Excerpts of bounding box data:
***

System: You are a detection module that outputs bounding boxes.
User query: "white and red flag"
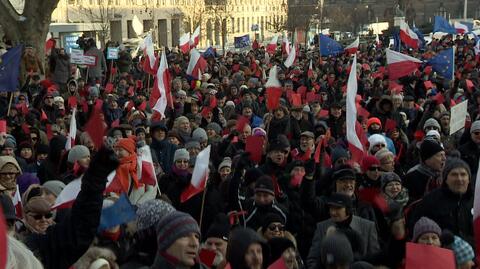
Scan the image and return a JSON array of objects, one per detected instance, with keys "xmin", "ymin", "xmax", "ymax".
[
  {"xmin": 400, "ymin": 21, "xmax": 420, "ymax": 49},
  {"xmin": 387, "ymin": 48, "xmax": 422, "ymax": 80},
  {"xmin": 180, "ymin": 145, "xmax": 210, "ymax": 203},
  {"xmin": 150, "ymin": 51, "xmax": 171, "ymax": 118},
  {"xmin": 345, "ymin": 36, "xmax": 360, "ymax": 54},
  {"xmin": 187, "ymin": 49, "xmax": 207, "ymax": 79}
]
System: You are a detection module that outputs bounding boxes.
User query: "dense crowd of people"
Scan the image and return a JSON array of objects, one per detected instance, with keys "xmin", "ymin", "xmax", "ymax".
[{"xmin": 0, "ymin": 31, "xmax": 480, "ymax": 269}]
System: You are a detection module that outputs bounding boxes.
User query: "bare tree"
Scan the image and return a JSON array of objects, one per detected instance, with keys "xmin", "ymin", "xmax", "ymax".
[{"xmin": 0, "ymin": 0, "xmax": 59, "ymax": 61}]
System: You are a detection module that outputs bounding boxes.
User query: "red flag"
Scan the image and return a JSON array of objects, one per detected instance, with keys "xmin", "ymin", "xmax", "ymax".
[{"xmin": 85, "ymin": 108, "xmax": 105, "ymax": 149}]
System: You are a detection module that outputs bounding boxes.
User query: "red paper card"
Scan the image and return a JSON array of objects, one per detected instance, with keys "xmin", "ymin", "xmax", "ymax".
[
  {"xmin": 245, "ymin": 135, "xmax": 265, "ymax": 163},
  {"xmin": 198, "ymin": 249, "xmax": 217, "ymax": 268},
  {"xmin": 405, "ymin": 242, "xmax": 456, "ymax": 269},
  {"xmin": 0, "ymin": 120, "xmax": 7, "ymax": 133}
]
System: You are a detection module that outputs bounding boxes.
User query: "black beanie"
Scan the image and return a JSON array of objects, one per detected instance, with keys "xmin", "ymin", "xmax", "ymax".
[
  {"xmin": 205, "ymin": 213, "xmax": 230, "ymax": 241},
  {"xmin": 420, "ymin": 139, "xmax": 444, "ymax": 162}
]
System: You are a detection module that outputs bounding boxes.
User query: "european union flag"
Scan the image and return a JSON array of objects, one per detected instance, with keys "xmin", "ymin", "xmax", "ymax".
[
  {"xmin": 0, "ymin": 46, "xmax": 22, "ymax": 92},
  {"xmin": 319, "ymin": 34, "xmax": 343, "ymax": 56},
  {"xmin": 433, "ymin": 16, "xmax": 457, "ymax": 34},
  {"xmin": 234, "ymin": 35, "xmax": 250, "ymax": 49},
  {"xmin": 98, "ymin": 194, "xmax": 136, "ymax": 231},
  {"xmin": 427, "ymin": 48, "xmax": 455, "ymax": 80}
]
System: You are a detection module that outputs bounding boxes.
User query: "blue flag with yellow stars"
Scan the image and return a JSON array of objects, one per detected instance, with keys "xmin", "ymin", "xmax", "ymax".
[
  {"xmin": 427, "ymin": 48, "xmax": 455, "ymax": 80},
  {"xmin": 320, "ymin": 34, "xmax": 343, "ymax": 56}
]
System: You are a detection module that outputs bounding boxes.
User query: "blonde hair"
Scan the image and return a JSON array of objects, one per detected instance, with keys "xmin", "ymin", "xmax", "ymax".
[{"xmin": 6, "ymin": 235, "xmax": 43, "ymax": 269}]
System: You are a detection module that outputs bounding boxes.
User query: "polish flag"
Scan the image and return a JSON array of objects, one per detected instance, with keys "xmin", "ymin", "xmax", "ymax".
[
  {"xmin": 473, "ymin": 157, "xmax": 480, "ymax": 257},
  {"xmin": 12, "ymin": 184, "xmax": 23, "ymax": 219},
  {"xmin": 187, "ymin": 49, "xmax": 207, "ymax": 79},
  {"xmin": 150, "ymin": 51, "xmax": 171, "ymax": 118},
  {"xmin": 283, "ymin": 44, "xmax": 297, "ymax": 68},
  {"xmin": 400, "ymin": 21, "xmax": 419, "ymax": 49},
  {"xmin": 180, "ymin": 145, "xmax": 210, "ymax": 203},
  {"xmin": 307, "ymin": 60, "xmax": 313, "ymax": 78},
  {"xmin": 453, "ymin": 21, "xmax": 469, "ymax": 34},
  {"xmin": 190, "ymin": 25, "xmax": 200, "ymax": 48},
  {"xmin": 65, "ymin": 107, "xmax": 77, "ymax": 150},
  {"xmin": 345, "ymin": 36, "xmax": 360, "ymax": 54},
  {"xmin": 346, "ymin": 54, "xmax": 365, "ymax": 163},
  {"xmin": 267, "ymin": 35, "xmax": 278, "ymax": 54},
  {"xmin": 179, "ymin": 32, "xmax": 190, "ymax": 54},
  {"xmin": 387, "ymin": 48, "xmax": 422, "ymax": 80}
]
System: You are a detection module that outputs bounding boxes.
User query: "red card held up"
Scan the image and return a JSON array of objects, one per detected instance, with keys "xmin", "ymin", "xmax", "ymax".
[
  {"xmin": 245, "ymin": 135, "xmax": 264, "ymax": 163},
  {"xmin": 198, "ymin": 249, "xmax": 217, "ymax": 268},
  {"xmin": 405, "ymin": 242, "xmax": 456, "ymax": 269}
]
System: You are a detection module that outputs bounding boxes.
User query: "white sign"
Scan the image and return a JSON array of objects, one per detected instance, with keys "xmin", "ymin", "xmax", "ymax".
[
  {"xmin": 450, "ymin": 100, "xmax": 468, "ymax": 135},
  {"xmin": 107, "ymin": 48, "xmax": 118, "ymax": 60}
]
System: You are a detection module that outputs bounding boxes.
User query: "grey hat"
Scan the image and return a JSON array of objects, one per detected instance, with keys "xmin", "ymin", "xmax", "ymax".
[
  {"xmin": 470, "ymin": 120, "xmax": 480, "ymax": 133},
  {"xmin": 192, "ymin": 128, "xmax": 208, "ymax": 142},
  {"xmin": 157, "ymin": 211, "xmax": 200, "ymax": 252},
  {"xmin": 137, "ymin": 199, "xmax": 175, "ymax": 231},
  {"xmin": 68, "ymin": 145, "xmax": 90, "ymax": 163},
  {"xmin": 42, "ymin": 180, "xmax": 65, "ymax": 197},
  {"xmin": 173, "ymin": 148, "xmax": 190, "ymax": 162},
  {"xmin": 423, "ymin": 118, "xmax": 440, "ymax": 130},
  {"xmin": 207, "ymin": 122, "xmax": 222, "ymax": 134}
]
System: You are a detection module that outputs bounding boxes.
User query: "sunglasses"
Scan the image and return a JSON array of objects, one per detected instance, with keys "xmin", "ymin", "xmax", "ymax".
[
  {"xmin": 30, "ymin": 213, "xmax": 53, "ymax": 220},
  {"xmin": 268, "ymin": 224, "xmax": 285, "ymax": 232}
]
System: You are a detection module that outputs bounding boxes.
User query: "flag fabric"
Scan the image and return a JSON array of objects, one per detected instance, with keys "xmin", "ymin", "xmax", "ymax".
[
  {"xmin": 387, "ymin": 48, "xmax": 422, "ymax": 80},
  {"xmin": 345, "ymin": 36, "xmax": 360, "ymax": 54},
  {"xmin": 319, "ymin": 34, "xmax": 343, "ymax": 56},
  {"xmin": 0, "ymin": 46, "xmax": 22, "ymax": 92},
  {"xmin": 178, "ymin": 32, "xmax": 190, "ymax": 54},
  {"xmin": 187, "ymin": 49, "xmax": 207, "ymax": 79},
  {"xmin": 150, "ymin": 51, "xmax": 170, "ymax": 118},
  {"xmin": 234, "ymin": 34, "xmax": 250, "ymax": 49},
  {"xmin": 283, "ymin": 44, "xmax": 297, "ymax": 68},
  {"xmin": 433, "ymin": 16, "xmax": 457, "ymax": 34},
  {"xmin": 400, "ymin": 21, "xmax": 419, "ymax": 49},
  {"xmin": 427, "ymin": 48, "xmax": 455, "ymax": 80},
  {"xmin": 98, "ymin": 193, "xmax": 137, "ymax": 231},
  {"xmin": 266, "ymin": 35, "xmax": 278, "ymax": 54},
  {"xmin": 65, "ymin": 107, "xmax": 77, "ymax": 150},
  {"xmin": 180, "ymin": 145, "xmax": 211, "ymax": 203},
  {"xmin": 190, "ymin": 25, "xmax": 200, "ymax": 48},
  {"xmin": 346, "ymin": 55, "xmax": 364, "ymax": 163}
]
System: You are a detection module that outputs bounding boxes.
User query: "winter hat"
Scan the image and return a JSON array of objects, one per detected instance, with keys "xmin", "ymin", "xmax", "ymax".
[
  {"xmin": 442, "ymin": 158, "xmax": 472, "ymax": 181},
  {"xmin": 157, "ymin": 211, "xmax": 200, "ymax": 252},
  {"xmin": 320, "ymin": 233, "xmax": 353, "ymax": 265},
  {"xmin": 332, "ymin": 146, "xmax": 350, "ymax": 163},
  {"xmin": 470, "ymin": 120, "xmax": 480, "ymax": 134},
  {"xmin": 380, "ymin": 172, "xmax": 402, "ymax": 190},
  {"xmin": 68, "ymin": 145, "xmax": 90, "ymax": 163},
  {"xmin": 17, "ymin": 173, "xmax": 40, "ymax": 195},
  {"xmin": 136, "ymin": 199, "xmax": 175, "ymax": 231},
  {"xmin": 412, "ymin": 217, "xmax": 442, "ymax": 243},
  {"xmin": 218, "ymin": 157, "xmax": 232, "ymax": 170},
  {"xmin": 423, "ymin": 118, "xmax": 440, "ymax": 130},
  {"xmin": 205, "ymin": 213, "xmax": 230, "ymax": 241},
  {"xmin": 420, "ymin": 139, "xmax": 444, "ymax": 161},
  {"xmin": 367, "ymin": 117, "xmax": 382, "ymax": 128},
  {"xmin": 362, "ymin": 155, "xmax": 380, "ymax": 173},
  {"xmin": 368, "ymin": 134, "xmax": 387, "ymax": 151},
  {"xmin": 173, "ymin": 148, "xmax": 190, "ymax": 162},
  {"xmin": 254, "ymin": 176, "xmax": 275, "ymax": 195},
  {"xmin": 42, "ymin": 180, "xmax": 65, "ymax": 197},
  {"xmin": 205, "ymin": 122, "xmax": 222, "ymax": 134},
  {"xmin": 451, "ymin": 235, "xmax": 475, "ymax": 266},
  {"xmin": 192, "ymin": 128, "xmax": 208, "ymax": 143},
  {"xmin": 375, "ymin": 148, "xmax": 395, "ymax": 161}
]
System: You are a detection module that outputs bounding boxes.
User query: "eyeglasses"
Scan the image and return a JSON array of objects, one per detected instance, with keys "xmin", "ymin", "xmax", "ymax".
[
  {"xmin": 268, "ymin": 224, "xmax": 285, "ymax": 232},
  {"xmin": 30, "ymin": 213, "xmax": 53, "ymax": 220}
]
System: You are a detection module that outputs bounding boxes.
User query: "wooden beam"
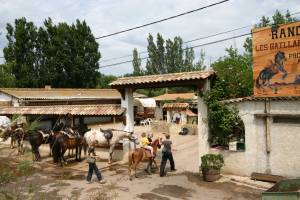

***

What you will do: Count the lines in the data above that contain the string "flag", treating case as significant. Reply with the number alone.

Written answer: 6